::: Information provided :::

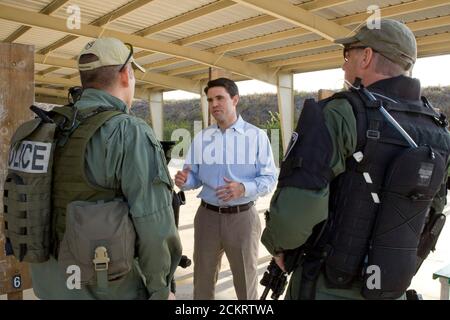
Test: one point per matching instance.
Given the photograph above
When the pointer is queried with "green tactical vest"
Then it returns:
(46, 173)
(69, 178)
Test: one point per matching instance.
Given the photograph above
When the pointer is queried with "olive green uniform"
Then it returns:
(125, 154)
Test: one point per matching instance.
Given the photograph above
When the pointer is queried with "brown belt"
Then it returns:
(228, 210)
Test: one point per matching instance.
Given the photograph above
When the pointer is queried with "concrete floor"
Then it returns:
(422, 282)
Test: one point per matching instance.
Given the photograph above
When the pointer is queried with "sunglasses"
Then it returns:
(129, 56)
(348, 49)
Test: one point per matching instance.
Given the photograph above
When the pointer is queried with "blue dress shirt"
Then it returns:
(241, 153)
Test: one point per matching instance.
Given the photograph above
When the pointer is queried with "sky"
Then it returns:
(431, 71)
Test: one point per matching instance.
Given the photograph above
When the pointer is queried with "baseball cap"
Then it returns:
(393, 40)
(110, 52)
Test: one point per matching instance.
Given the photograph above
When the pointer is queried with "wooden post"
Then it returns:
(16, 96)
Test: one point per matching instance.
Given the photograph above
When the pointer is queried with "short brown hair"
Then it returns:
(387, 67)
(229, 85)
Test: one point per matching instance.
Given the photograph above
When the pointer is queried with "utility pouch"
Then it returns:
(412, 180)
(99, 237)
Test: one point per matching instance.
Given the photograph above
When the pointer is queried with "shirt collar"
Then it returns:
(237, 126)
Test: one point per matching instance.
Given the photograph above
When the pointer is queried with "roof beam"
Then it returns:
(48, 9)
(386, 12)
(234, 65)
(107, 18)
(51, 92)
(414, 26)
(427, 46)
(284, 10)
(349, 20)
(182, 18)
(56, 80)
(50, 99)
(148, 77)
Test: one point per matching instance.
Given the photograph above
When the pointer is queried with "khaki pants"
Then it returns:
(238, 236)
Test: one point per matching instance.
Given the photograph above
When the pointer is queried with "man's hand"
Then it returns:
(279, 260)
(232, 190)
(181, 177)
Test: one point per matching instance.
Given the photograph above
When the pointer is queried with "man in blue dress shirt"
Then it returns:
(233, 161)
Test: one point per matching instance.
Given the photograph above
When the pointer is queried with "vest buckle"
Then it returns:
(101, 259)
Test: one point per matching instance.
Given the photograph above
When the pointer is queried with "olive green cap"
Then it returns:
(393, 40)
(110, 52)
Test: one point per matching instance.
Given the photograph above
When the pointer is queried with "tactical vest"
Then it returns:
(46, 172)
(357, 235)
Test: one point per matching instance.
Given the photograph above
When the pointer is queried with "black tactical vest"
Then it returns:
(356, 194)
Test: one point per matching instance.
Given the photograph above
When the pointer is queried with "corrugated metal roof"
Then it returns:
(214, 20)
(156, 12)
(283, 33)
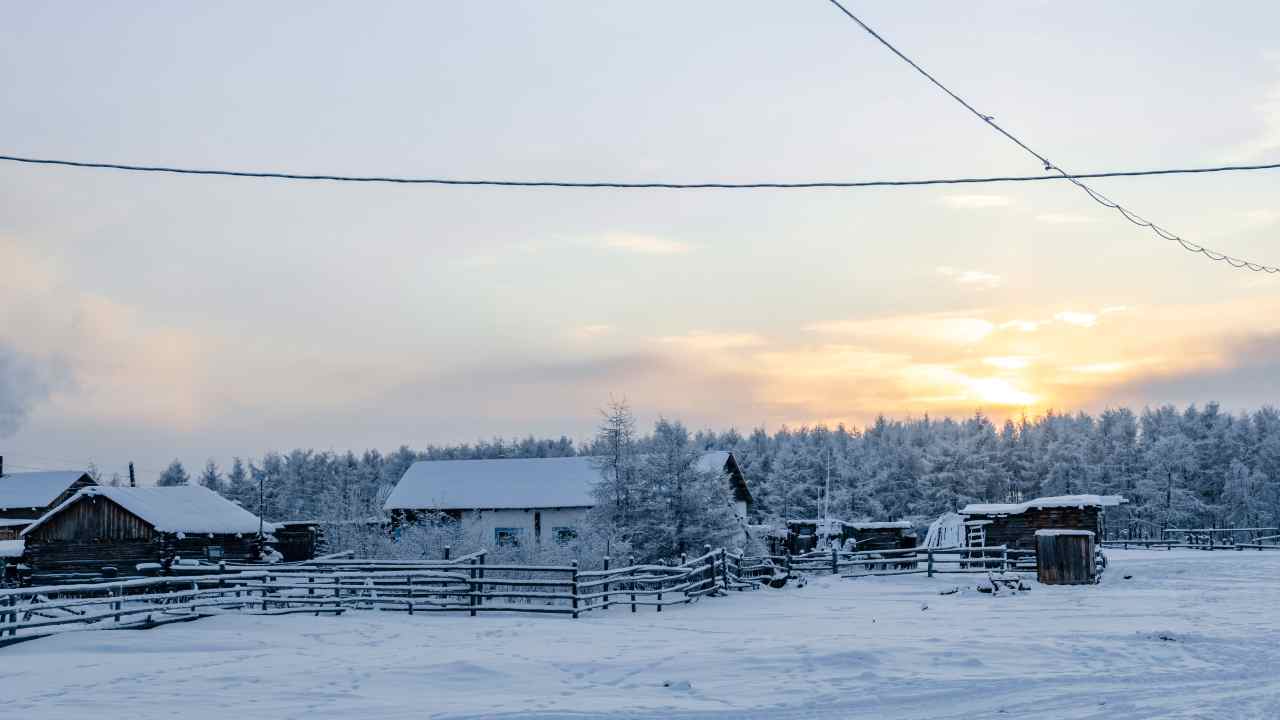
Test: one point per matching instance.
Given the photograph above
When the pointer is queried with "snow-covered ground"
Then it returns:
(1192, 634)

:::

What you need to do
Gather every line of the records that contains the string "brown", treating uppercase and lowercase letters as distinct.

Problem solution
When the pointer is queried with "brown belt"
When the pointer is queried with "short brown hair"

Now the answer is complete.